**Activity**
Where a line of the entries below includes the string "chin", count it. Give only the resulting number.

**Input records**
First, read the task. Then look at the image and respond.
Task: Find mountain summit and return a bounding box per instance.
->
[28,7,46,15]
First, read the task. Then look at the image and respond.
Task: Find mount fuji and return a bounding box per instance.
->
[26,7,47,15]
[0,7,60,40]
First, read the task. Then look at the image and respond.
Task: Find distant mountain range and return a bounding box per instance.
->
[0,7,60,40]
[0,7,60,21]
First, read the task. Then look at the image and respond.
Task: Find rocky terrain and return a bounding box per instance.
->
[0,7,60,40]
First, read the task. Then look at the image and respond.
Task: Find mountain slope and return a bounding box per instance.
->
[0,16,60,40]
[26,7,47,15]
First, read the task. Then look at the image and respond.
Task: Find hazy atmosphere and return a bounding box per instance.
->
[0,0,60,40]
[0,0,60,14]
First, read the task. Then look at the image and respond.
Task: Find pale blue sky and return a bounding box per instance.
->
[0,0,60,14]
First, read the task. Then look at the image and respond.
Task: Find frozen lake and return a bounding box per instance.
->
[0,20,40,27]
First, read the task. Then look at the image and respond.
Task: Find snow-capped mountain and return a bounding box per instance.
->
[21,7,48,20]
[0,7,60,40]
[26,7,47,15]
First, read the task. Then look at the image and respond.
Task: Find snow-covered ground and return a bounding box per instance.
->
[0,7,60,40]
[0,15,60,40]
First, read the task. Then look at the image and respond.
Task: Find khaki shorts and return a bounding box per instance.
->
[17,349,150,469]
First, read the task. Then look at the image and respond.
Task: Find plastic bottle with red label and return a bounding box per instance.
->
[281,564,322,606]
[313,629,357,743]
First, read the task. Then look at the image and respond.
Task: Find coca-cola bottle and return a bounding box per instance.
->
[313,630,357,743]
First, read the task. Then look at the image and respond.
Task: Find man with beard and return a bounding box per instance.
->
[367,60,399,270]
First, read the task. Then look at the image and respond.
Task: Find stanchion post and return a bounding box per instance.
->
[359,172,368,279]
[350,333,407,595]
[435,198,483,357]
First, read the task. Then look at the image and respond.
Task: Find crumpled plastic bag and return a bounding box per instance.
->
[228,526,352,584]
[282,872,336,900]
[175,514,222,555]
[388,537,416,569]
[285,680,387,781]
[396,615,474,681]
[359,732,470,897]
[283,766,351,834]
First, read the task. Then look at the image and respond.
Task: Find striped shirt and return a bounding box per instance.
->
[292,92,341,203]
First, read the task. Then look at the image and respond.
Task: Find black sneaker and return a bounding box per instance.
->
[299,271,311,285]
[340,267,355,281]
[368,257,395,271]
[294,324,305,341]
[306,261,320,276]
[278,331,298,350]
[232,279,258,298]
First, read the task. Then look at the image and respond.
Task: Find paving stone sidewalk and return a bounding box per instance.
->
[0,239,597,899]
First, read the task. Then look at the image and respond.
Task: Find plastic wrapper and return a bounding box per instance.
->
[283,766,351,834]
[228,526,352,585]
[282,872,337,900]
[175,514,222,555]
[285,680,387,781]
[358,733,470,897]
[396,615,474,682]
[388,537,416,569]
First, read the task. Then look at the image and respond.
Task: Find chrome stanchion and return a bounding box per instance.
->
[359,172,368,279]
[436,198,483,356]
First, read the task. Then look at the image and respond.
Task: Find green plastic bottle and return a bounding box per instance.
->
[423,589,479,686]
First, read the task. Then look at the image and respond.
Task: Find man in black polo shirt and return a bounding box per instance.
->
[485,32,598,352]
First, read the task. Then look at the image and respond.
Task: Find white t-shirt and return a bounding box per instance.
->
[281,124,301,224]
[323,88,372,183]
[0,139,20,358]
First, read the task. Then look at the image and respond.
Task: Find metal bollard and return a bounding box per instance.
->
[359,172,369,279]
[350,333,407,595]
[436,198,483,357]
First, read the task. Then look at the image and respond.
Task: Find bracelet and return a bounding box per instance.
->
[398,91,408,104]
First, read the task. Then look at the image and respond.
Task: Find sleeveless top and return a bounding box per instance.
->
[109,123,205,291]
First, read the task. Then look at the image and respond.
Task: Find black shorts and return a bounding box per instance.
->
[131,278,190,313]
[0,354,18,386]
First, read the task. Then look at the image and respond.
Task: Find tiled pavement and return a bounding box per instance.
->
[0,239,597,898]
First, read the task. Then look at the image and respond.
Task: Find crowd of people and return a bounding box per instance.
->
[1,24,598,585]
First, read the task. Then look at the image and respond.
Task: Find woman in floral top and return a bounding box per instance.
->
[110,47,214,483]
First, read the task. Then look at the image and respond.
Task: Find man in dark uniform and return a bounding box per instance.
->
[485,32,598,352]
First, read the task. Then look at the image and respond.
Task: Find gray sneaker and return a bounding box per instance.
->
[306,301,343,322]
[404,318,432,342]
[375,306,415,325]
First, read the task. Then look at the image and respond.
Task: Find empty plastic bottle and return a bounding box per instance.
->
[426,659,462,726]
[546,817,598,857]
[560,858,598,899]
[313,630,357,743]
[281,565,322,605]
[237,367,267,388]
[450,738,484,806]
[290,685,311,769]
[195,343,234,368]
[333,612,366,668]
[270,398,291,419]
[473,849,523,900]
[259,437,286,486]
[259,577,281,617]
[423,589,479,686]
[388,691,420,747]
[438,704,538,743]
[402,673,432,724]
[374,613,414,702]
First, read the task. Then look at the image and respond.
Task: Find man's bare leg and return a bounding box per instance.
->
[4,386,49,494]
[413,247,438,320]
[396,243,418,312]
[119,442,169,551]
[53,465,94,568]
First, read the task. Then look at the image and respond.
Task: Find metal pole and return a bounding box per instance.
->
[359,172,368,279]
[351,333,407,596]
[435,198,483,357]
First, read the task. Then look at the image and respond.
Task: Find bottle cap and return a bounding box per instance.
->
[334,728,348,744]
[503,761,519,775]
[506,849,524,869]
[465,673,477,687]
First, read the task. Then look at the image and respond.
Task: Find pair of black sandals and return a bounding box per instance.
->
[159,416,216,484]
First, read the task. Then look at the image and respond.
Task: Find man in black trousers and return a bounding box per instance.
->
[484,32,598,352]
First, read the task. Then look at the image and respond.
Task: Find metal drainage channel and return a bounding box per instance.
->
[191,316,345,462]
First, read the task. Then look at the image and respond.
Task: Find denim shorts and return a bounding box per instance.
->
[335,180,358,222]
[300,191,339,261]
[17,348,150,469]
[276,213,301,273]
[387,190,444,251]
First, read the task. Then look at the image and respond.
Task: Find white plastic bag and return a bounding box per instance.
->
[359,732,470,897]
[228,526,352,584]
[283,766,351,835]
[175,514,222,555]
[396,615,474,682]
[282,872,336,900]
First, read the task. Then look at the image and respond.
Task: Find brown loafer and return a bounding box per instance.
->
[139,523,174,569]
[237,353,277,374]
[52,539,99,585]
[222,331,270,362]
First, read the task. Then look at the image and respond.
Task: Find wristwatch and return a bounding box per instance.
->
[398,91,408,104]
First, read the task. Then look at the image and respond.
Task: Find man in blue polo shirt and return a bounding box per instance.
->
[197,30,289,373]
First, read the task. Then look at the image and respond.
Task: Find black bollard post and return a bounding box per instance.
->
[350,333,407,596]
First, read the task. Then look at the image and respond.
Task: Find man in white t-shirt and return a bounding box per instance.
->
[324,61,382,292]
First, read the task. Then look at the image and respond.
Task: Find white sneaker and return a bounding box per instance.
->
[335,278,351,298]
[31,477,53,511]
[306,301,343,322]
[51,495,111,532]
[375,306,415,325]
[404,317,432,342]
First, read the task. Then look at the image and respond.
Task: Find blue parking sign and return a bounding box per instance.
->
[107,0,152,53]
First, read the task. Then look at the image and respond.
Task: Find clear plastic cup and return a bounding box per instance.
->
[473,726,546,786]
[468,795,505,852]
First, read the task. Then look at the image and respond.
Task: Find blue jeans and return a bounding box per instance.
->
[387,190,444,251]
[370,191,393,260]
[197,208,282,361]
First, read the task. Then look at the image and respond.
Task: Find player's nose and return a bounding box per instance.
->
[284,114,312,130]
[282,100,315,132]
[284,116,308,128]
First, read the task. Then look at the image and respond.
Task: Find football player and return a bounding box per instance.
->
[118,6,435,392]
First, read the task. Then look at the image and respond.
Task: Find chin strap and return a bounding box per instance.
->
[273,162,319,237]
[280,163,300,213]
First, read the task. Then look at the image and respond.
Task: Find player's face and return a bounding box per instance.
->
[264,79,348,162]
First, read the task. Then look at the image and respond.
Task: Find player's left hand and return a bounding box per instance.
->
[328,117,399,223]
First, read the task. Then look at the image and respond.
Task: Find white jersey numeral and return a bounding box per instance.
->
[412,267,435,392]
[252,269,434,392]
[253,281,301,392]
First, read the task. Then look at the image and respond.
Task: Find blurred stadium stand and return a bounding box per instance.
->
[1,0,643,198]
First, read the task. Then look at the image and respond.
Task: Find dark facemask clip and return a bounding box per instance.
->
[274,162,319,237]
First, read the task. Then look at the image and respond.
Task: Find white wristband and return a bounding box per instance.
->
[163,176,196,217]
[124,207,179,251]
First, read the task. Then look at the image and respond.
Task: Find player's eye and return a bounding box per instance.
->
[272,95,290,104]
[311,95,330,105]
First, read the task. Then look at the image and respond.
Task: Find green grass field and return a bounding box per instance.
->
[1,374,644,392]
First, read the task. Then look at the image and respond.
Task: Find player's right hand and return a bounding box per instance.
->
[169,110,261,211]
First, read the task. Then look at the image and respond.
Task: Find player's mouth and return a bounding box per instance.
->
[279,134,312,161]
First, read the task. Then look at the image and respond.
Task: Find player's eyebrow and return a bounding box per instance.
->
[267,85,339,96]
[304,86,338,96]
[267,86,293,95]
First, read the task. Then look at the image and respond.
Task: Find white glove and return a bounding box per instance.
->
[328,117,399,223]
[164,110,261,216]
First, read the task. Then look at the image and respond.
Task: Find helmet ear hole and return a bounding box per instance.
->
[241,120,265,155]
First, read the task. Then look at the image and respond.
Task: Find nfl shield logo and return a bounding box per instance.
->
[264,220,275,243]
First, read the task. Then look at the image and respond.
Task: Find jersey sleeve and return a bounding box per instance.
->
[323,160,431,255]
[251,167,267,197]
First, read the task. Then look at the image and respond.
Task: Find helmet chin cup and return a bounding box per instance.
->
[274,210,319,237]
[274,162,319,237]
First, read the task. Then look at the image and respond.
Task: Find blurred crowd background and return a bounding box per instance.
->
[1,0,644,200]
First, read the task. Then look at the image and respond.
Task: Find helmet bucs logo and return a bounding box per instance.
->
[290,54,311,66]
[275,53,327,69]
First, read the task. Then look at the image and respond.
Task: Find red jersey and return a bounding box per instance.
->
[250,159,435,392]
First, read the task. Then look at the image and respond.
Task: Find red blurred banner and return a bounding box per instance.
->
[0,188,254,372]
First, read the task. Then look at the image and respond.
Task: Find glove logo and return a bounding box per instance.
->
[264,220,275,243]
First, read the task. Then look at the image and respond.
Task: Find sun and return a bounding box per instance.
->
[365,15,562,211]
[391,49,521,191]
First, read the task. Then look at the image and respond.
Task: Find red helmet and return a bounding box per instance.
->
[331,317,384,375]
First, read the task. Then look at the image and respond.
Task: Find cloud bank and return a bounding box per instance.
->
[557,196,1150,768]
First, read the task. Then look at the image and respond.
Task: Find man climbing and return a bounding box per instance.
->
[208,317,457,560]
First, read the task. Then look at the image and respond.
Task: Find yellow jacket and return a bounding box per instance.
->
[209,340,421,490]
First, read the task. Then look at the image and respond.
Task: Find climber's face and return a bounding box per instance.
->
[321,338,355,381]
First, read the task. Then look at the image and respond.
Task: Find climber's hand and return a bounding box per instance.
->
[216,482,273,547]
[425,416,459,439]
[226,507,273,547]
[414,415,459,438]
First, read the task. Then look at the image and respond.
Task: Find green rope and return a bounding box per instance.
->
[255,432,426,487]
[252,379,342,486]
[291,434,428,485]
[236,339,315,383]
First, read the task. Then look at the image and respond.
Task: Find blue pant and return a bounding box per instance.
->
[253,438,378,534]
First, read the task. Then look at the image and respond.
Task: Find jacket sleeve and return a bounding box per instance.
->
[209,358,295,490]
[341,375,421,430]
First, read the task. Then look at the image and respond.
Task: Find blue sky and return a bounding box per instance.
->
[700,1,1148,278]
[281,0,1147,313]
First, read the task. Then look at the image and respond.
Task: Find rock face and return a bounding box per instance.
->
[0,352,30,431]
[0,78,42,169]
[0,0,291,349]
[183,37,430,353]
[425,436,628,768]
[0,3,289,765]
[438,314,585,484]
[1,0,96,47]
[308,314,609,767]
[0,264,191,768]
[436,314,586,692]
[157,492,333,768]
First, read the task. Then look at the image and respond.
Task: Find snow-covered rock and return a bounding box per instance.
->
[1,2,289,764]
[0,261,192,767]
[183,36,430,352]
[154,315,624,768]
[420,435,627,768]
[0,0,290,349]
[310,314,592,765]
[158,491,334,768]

**The completed task**
2